_TO BE DONE_. Extract every line of the material below and reproduce it word for word, leaving the pictures out.

_RECORDS_.

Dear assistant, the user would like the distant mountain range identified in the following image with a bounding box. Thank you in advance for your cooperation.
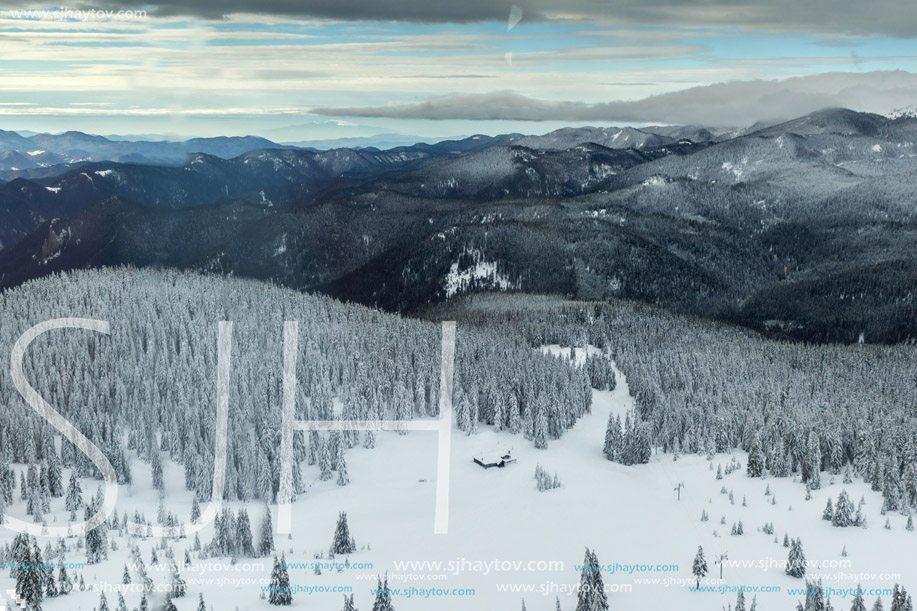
[0,109,917,342]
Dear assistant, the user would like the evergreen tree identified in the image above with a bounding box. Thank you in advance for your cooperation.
[691,545,707,588]
[831,490,855,528]
[258,505,274,558]
[372,575,395,611]
[268,556,293,606]
[786,538,806,579]
[235,507,255,558]
[331,511,357,556]
[576,548,608,611]
[745,435,764,477]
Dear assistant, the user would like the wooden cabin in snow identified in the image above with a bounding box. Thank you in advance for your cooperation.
[474,452,516,469]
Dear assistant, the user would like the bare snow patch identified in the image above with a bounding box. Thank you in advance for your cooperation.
[445,249,513,297]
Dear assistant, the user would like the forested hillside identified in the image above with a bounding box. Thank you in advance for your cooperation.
[430,295,917,513]
[0,269,591,501]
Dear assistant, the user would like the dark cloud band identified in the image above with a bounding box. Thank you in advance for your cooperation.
[312,70,917,127]
[6,0,917,38]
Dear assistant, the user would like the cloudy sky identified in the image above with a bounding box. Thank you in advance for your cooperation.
[0,0,917,141]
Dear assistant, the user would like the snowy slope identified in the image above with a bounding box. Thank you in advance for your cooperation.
[0,347,917,611]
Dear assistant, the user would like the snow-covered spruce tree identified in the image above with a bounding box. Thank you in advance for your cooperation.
[169,562,188,598]
[829,490,856,528]
[372,574,392,611]
[57,559,73,596]
[786,537,806,579]
[691,545,707,588]
[850,584,866,611]
[236,507,255,558]
[745,435,765,477]
[734,588,745,611]
[576,548,608,611]
[14,534,44,611]
[268,556,293,606]
[331,511,357,556]
[83,506,108,564]
[602,413,621,461]
[258,505,274,558]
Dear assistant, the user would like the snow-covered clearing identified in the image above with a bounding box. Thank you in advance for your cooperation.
[0,347,917,611]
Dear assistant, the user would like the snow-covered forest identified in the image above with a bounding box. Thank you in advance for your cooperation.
[0,269,917,611]
[432,296,917,512]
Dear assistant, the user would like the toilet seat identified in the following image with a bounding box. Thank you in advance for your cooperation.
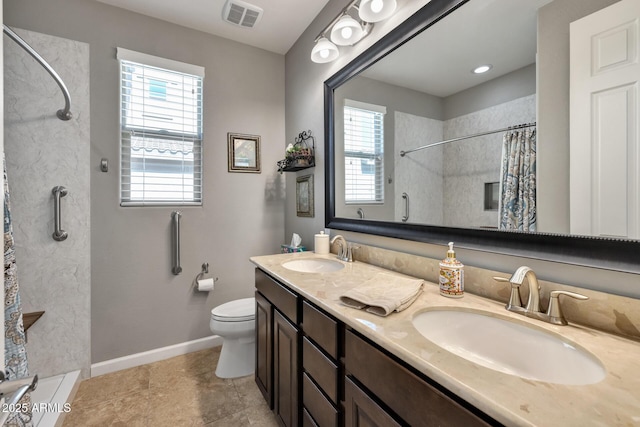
[211,298,256,322]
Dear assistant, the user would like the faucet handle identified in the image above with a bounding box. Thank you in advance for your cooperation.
[547,291,589,325]
[493,276,522,311]
[347,243,360,262]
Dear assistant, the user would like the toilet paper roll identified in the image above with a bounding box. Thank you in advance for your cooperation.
[198,278,214,292]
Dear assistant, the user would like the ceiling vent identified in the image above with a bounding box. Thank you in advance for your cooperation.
[222,0,263,28]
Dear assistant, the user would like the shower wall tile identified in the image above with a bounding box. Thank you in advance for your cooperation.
[4,30,91,377]
[394,111,444,224]
[443,95,536,228]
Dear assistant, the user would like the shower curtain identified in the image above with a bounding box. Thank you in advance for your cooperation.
[2,156,32,426]
[498,128,536,231]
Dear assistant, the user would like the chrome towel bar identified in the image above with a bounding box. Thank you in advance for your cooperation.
[171,211,182,276]
[51,185,69,242]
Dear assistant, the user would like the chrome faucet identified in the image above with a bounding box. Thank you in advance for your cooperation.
[493,266,589,325]
[331,234,359,262]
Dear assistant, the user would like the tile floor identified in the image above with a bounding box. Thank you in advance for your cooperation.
[63,347,278,427]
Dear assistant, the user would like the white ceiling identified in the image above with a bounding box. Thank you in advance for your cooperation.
[92,0,329,54]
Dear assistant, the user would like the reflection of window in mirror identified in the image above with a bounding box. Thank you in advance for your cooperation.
[484,182,500,211]
[344,99,386,203]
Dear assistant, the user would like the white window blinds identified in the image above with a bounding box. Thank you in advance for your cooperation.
[118,48,204,206]
[344,100,386,204]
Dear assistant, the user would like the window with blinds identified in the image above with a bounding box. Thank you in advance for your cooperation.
[118,48,204,206]
[344,100,386,204]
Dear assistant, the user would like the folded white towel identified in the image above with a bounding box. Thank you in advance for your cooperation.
[340,273,424,316]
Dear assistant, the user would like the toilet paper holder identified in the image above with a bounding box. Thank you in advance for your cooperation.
[193,262,218,289]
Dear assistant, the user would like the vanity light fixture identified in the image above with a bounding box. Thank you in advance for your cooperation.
[471,64,493,74]
[311,0,397,64]
[358,0,398,22]
[311,37,340,64]
[331,15,365,46]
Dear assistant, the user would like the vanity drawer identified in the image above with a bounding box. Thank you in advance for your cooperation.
[302,409,318,427]
[345,330,491,426]
[302,337,338,404]
[302,373,338,427]
[302,301,339,360]
[256,268,300,325]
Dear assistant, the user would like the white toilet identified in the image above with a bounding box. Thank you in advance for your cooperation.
[209,298,256,378]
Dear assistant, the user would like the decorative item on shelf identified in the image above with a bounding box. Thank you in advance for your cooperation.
[278,130,316,173]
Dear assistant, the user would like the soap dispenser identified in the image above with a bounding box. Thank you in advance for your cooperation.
[313,231,329,255]
[440,242,464,298]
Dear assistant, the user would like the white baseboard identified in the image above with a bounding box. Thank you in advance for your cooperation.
[91,335,222,377]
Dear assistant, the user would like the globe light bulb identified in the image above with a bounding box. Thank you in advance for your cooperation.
[371,0,384,13]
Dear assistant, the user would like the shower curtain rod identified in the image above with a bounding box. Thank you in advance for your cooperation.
[3,24,73,121]
[400,122,536,157]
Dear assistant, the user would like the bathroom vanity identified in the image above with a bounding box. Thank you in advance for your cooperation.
[251,253,640,426]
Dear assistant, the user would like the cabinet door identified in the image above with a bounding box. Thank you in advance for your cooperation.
[256,292,273,409]
[273,310,300,427]
[344,377,400,427]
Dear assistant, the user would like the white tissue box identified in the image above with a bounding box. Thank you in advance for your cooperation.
[280,245,307,254]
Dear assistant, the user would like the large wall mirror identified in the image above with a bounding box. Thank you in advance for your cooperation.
[325,0,640,273]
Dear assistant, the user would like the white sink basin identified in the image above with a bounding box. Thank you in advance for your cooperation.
[282,258,344,273]
[413,310,606,385]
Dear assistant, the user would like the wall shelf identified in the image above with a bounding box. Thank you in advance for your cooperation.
[278,130,316,173]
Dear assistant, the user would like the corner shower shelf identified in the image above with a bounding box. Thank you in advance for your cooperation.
[22,311,44,337]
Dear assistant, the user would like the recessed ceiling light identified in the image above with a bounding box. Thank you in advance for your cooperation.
[471,64,493,74]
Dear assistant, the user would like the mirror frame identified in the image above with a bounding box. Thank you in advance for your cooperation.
[324,0,640,274]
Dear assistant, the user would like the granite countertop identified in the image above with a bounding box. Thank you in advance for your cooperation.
[251,252,640,426]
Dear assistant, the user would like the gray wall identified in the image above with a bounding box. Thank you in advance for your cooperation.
[4,29,91,377]
[4,0,286,363]
[538,0,618,233]
[282,0,640,298]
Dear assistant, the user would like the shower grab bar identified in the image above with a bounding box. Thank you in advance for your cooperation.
[51,185,69,242]
[171,211,182,276]
[402,193,409,222]
[2,25,73,121]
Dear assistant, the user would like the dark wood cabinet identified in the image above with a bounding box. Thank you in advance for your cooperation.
[344,377,400,427]
[255,269,301,427]
[255,292,273,409]
[255,269,499,427]
[273,310,300,427]
[345,330,498,427]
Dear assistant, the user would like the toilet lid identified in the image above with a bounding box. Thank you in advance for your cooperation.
[211,298,256,322]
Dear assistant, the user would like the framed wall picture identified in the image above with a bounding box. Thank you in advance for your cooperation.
[296,175,314,217]
[227,132,260,173]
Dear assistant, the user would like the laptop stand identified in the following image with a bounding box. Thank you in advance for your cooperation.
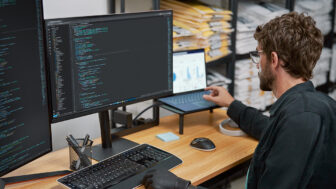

_FULL OUTPUT_.
Dear assistant, the user would like the distant mountain range identified in the following image with a bounding box. Thank you in advance for your cooperation.
[0,109,917,342]
Dear assistant, the user would like the evergreen tree identified in the image above with a bounding box. Thank you in advance for your cooperation.
[691,545,707,588]
[831,490,855,528]
[258,505,274,558]
[372,575,395,611]
[268,556,293,606]
[786,538,806,579]
[235,507,255,558]
[331,511,357,556]
[576,548,608,611]
[745,435,764,477]
Dear assistant, the user would like the wooden cabin in snow identified in the image above with a bounding box. Thank you in advance for your cooperation.
[474,452,516,469]
Dear assistant, the user would like the bare snow patch identified in the image above with a bounding box. Thank you in advance for your cooperation.
[445,249,513,297]
Dear assistant, the user would like the forested hillside identified in the image above with a bounding box. Thank you in advance for your cooperation.
[430,295,917,513]
[0,269,591,501]
Dear assistant, the user would like the dark cloud band identified in the image above with a bounding box. Thank you in advance for your cooperation.
[312,70,917,127]
[6,0,917,38]
Dear assistant, the user would like the cloudy sky identified in the image above with a bounding box. Thank you in advance for your cooperation.
[0,0,917,141]
Dear assistant, the user would like the snowy slope identified in the image above with a bounding box. Thank you in advance for your cooperation.
[0,347,917,611]
Dear assistant, the user would like the snow-covered spruce tree identified in the image above with a bounding box. Thank you in advance for your cooperation.
[169,562,188,598]
[829,490,856,528]
[372,574,392,611]
[57,559,73,596]
[786,537,806,579]
[691,545,707,588]
[850,584,866,611]
[236,507,255,558]
[745,435,765,477]
[734,588,745,611]
[576,548,608,611]
[14,534,44,611]
[268,556,293,606]
[331,511,357,556]
[83,506,108,564]
[602,413,621,461]
[258,505,274,558]
Dear assistant, the user would like the snow-covered clearing identified in the image above with a bounding box. Thank you in advance for your cooperation.
[0,347,917,611]
Dear assistant, the user would like the snow-covered forest identified in the image above with a bounding box. Thank you in advance for your cooperation.
[0,269,917,611]
[432,296,917,512]
Dear assistant, the user would like the toilet seat identified in the following image with a bounding box. Thank you in advance for your cooperation.
[211,298,256,322]
Dear assistant, the user would like the faucet handle identified in the image above with a bounding box. Thank you in advance for your cooperation.
[547,291,589,325]
[493,276,522,311]
[347,243,360,262]
Dear assistant, the user would like the toilet paper roll identified in the image above with a bounding box. Thank you in advance for your cooperation.
[198,278,214,292]
Dear assistant, the user would like the ceiling vent identified in the image above with a bounding box. Thank you in advance for your cooperation.
[222,0,263,28]
Dear assistant, the user would like the shower wall tile identified in the image above with a bounding box. Thank you in advance for your cooperation.
[4,30,91,377]
[394,111,444,224]
[443,95,536,228]
Dear assistant, the user would like the shower curtain identified in the image above with a bounding box. Thank you in advance for your cooperation.
[2,156,32,426]
[498,128,536,231]
Dear assistant, the user would like the chrome towel bar identified in the image above with a bounding box. Thank you in advance for your cooperation.
[171,211,182,276]
[51,185,69,242]
Dear assistant, the user would like the chrome faucet identified in the image above with a bounding box. Thank you in advance for your cooperation.
[493,266,589,325]
[331,234,359,262]
Dear assistant, the user would like the tile floor identified in the image above with a bounding box. Thank you in advance for your cooperation.
[63,347,278,427]
Dear assistant, the user would like the white ceiling identified in the image above with a bounding box. Thank you in advance for your cooperation.
[92,0,329,54]
Dear assistant, the user would like the reflection of window in mirror identified in the image above with a bounding box. Thank you in advance for your cooperation.
[484,182,500,211]
[344,99,386,203]
Dear assistant, the user would like the white window blinds identified in the image above with a bounding box. Thank you in advance for your cooperation.
[118,48,204,206]
[344,100,386,204]
Dear assistant, the user would like the window with blinds identified in the image above with a bounding box. Thank you in advance for your cooperation.
[118,48,204,206]
[344,100,386,204]
Dear assistant, the user would like the folded white towel identified in the image above with a bounding box. Thank you in advance for your cooperation.
[340,273,424,316]
Dear assistant, the user would like the toilet paper holder identified in the image above with a bounding box. Thank you in advance for your cooperation.
[193,262,218,289]
Dear assistant, the user would like the vanity light fixture identified in the image above with a bounding box. Thank you in advance for your cooperation.
[471,64,493,74]
[311,0,397,64]
[358,0,398,22]
[311,37,340,64]
[331,15,365,46]
Dear assistant, the user would like the vanity drawer identified in the image above with a bounding box. Thank you in advance for your cooperation.
[302,409,318,427]
[345,330,491,426]
[302,337,338,404]
[302,373,338,427]
[302,301,339,360]
[256,268,300,325]
Dear assistant, the user would like the white toilet identified in the image above with a bounding box. Thank you in advance for your cooperation.
[209,298,256,378]
Dear assistant, the user would like the decorative item on shelf identified in the image above with a bounding box. Thank you in advance for your cooperation.
[278,130,316,173]
Dear assistant, the user would like the soap dispenser identified in the image above with a bounding box. Thank you in advance for your cooperation.
[313,231,329,255]
[440,242,464,298]
Dear assistant, the user would like the white baseboard identified in the image above with a bounding box. Thank you in advance for your cooperation.
[91,335,222,377]
Dear assistant, the user would like the globe light bulb identified in the image above with a bounding box. Thank you in advance for your cooperation.
[371,0,384,13]
Dear assistant, the user would like the shower curtain rod identified in the image above with a bounding box. Thank you in advance for your cooperation.
[3,24,73,121]
[400,122,536,157]
Dear assistant, the user would like the bathroom vanity identified in the image above with a bounding box. Thank you in advance for your cooperation.
[251,253,640,426]
Dear assistant, the user would like the cabinet door identified in the image above with a bounding box. Thank you in advance for your cooperation.
[256,292,273,409]
[273,310,300,427]
[344,377,400,427]
Dear assistant, the user would like the white tissue box identified in the image above with a bounding box. Thank you in advance for your cooperation.
[280,245,307,254]
Dear assistant, the user would like the large wall mirror identified in the image above with a bounding box. Thank you in advance for your cooperation.
[325,0,640,273]
Dear assistant, the user would like the white sink basin identified in the image above with a bounding box. Thank you in advance for your cooperation.
[282,258,344,273]
[413,310,606,385]
Dear assistant, the user would like the wall shelf identified in the image above with a bounding box. Thank you in advance for your cooperation.
[278,130,316,173]
Dear assistant, the user would like the corner shower shelf identified in the image above with a bounding box. Thank you in advance for your cooperation.
[22,311,44,337]
Dear assistant, the user would like the recessed ceiling light identified in the image above with a bounding box. Thank you in advance for your cooperation.
[471,64,493,74]
Dear assistant, the user would like the mirror frame identified in the image above with a bounding box. Thank you in advance for your cooperation.
[324,0,640,274]
Dear assistant, the user would like the granite countertop identified in the image above with a bounding box. Thank you in advance for your cooperation.
[251,252,640,426]
Dear assistant, the user would like the gray wall identified in the image above with a bounding box. Thank you in advance for your cooperation.
[4,29,91,377]
[4,0,286,363]
[538,0,618,233]
[282,0,640,298]
Dear assistant, the user would like the shower grab bar identified in the image above with a bounding box. Thank you in advance for your cooperation.
[51,185,69,242]
[171,211,182,276]
[402,193,409,222]
[2,25,73,121]
Dear assistant, the user would like the dark wood cabinet identified in the image above with a bounding box. Thank you in advance for your cooperation.
[344,377,400,427]
[255,269,301,427]
[255,292,273,409]
[255,269,499,427]
[273,310,300,427]
[345,330,498,427]
Dear assistant, the user would like the toilet lid identified in the image above with a bounding box. Thank you in advance for your cooperation.
[211,298,256,322]
Dear assistant, the user would like the framed wall picture identified in the image above with a bounding box. Thank you in advance for your cooperation.
[296,175,314,217]
[227,132,260,173]
Dear assistant, the user would like the laptop stand identified in the following image with a bounding box. Thank you in advance for your cooperation.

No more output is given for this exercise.